_About this exercise_. Each of the records that follow needs an exact reproduction.

[Saved entries]
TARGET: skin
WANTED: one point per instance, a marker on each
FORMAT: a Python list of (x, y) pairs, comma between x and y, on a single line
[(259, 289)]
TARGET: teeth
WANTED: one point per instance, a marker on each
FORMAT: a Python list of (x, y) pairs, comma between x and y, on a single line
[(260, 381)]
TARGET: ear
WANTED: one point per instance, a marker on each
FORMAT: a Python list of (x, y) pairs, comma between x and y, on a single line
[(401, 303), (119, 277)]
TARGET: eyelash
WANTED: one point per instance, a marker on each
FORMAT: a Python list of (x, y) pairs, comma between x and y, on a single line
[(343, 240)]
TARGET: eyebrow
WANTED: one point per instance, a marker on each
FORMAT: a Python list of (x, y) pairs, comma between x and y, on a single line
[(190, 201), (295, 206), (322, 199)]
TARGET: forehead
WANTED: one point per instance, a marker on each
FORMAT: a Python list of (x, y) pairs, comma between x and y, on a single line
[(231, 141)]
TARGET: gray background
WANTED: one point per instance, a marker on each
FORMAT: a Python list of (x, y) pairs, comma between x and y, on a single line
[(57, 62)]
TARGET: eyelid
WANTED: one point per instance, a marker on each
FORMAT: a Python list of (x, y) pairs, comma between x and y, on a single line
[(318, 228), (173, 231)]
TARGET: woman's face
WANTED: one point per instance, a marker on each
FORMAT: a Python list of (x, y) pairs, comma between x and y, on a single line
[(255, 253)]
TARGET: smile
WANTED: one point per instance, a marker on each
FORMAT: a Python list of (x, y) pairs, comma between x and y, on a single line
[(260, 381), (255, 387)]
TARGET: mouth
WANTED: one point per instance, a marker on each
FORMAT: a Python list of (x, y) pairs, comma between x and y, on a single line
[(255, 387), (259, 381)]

_Answer to this problem_.
TARGET: skin
WANTED: one point per instance, a marker on each
FORMAT: a Python list of (x, y) pairs, comma between x and y, on a single line
[(259, 289)]
TARGET: teeth
WANTED: one point per instance, a marker on each
FORMAT: a Python list of (x, y) pairs, comma between x and y, on a single line
[(260, 381)]
TARGET: ear
WANTED: one point per instance, a marker on each
FORMAT: a Python list of (x, y) pairs, comma between x and y, on a single line
[(401, 303), (119, 277)]
TARGET: eyelash
WANTED: one point per instance, a marker on each
FORMAT: a Python list of (x, y) pairs, comma between x and y, on a single line
[(343, 240)]
TARGET: eyebrow
WANTED: one point per instance, a marker on each
FORMAT: a Python list of (x, y) pairs, comma between x and y, on a single line
[(190, 201), (295, 206), (322, 199)]
TARGET: forehead
WANTED: one point per instance, a marker on each
FORMAT: a Python list of (x, y) pairs, comma between x and y, on a single line
[(231, 141)]
TARGET: gray background
WANTED: one point per instance, a marker on each
FORMAT: a Python list of (x, y) pairs, comma between x and y, on a single line
[(57, 62)]
TARGET: eyelid
WANTED: one point per instance, a marker on each
FORMAT: a Python list of (x, y) pairs, comma between x and y, on a single line
[(318, 228), (173, 231)]
TARGET: woman's face
WANTED: one point per instance, a marker on each
FORMAT: a Python list of (x, y) pairs, comma between x and y, on a single line
[(255, 253)]
TARGET: smile
WANTED: one point per instance, a marker on each
FORMAT: a Python list of (x, y) pairs, comma between x and y, on a single line
[(260, 381), (255, 387)]
TARGET: mouth
WANTED: one point per instance, a marker on each
FORMAT: a Python list of (x, y) pairs, comma between x and y, on a single line
[(255, 387), (259, 381)]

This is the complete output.